## Entries provided

start

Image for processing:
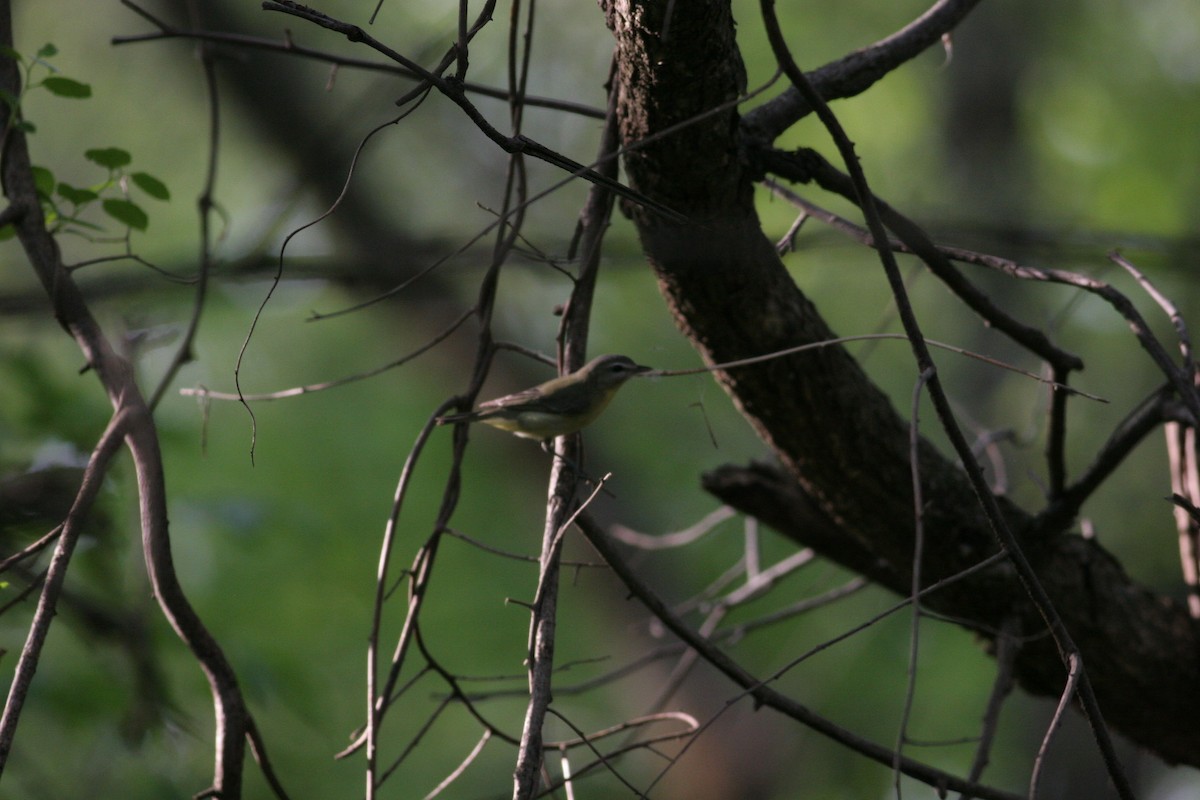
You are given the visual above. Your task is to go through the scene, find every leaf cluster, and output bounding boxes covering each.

end
start

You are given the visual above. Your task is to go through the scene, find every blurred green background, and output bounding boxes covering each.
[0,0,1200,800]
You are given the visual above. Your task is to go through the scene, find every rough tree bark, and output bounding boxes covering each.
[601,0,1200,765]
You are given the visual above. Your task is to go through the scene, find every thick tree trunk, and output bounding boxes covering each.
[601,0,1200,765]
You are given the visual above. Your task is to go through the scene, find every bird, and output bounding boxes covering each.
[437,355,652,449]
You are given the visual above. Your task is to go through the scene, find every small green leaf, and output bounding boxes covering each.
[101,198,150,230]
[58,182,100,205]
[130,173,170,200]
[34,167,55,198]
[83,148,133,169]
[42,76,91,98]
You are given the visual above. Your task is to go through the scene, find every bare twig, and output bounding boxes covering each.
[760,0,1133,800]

end
start

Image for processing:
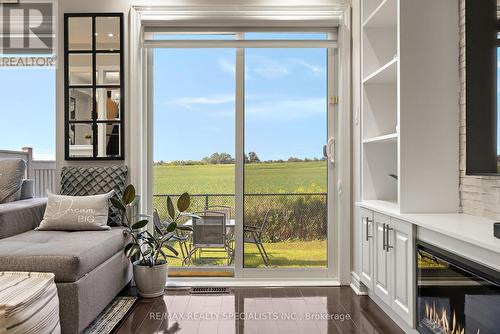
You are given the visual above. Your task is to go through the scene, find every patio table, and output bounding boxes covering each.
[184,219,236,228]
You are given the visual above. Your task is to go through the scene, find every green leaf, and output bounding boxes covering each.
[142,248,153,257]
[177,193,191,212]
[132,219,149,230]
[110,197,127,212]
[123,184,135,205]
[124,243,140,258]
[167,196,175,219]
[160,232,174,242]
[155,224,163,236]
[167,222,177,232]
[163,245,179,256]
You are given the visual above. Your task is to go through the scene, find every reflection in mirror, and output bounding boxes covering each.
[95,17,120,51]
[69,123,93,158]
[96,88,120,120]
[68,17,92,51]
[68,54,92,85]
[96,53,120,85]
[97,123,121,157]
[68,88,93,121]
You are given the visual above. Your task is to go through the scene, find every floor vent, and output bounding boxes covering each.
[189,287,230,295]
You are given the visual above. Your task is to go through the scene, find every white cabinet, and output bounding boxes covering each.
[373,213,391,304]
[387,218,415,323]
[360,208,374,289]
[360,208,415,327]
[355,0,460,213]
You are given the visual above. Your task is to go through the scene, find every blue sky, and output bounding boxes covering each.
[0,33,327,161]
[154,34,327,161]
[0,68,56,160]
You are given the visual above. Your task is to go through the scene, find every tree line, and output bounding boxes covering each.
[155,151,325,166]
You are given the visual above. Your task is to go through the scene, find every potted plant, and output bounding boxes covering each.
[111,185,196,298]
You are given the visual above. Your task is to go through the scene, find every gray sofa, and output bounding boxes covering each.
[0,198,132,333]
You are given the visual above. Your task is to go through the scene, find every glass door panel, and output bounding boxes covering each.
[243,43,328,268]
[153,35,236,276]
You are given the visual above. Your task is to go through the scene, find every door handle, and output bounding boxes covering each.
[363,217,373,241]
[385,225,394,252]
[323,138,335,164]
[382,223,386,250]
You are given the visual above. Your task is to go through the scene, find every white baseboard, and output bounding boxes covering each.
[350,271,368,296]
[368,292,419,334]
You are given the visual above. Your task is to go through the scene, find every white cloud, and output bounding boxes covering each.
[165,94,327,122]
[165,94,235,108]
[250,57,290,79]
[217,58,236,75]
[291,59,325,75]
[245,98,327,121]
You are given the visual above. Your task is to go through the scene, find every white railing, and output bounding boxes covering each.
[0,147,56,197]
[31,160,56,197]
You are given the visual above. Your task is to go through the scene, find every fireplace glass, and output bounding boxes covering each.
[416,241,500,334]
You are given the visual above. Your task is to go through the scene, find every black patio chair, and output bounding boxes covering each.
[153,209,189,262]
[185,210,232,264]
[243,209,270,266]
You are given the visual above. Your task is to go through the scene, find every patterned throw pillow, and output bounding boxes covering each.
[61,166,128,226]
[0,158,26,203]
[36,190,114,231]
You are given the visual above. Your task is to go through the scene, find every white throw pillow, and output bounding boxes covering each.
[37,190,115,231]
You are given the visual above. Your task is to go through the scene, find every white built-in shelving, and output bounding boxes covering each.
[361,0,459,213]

end

## Work to do
Can you pull out every line above that contains the word "glass"?

## Exercise answer
You are given the visual above. Your task is to go through the scene, find every glass door panel, and output bounding boxes covering each.
You are given the visual above. Your task is to go through the scene, find every fireplace glass, and output bounding boxes covering each.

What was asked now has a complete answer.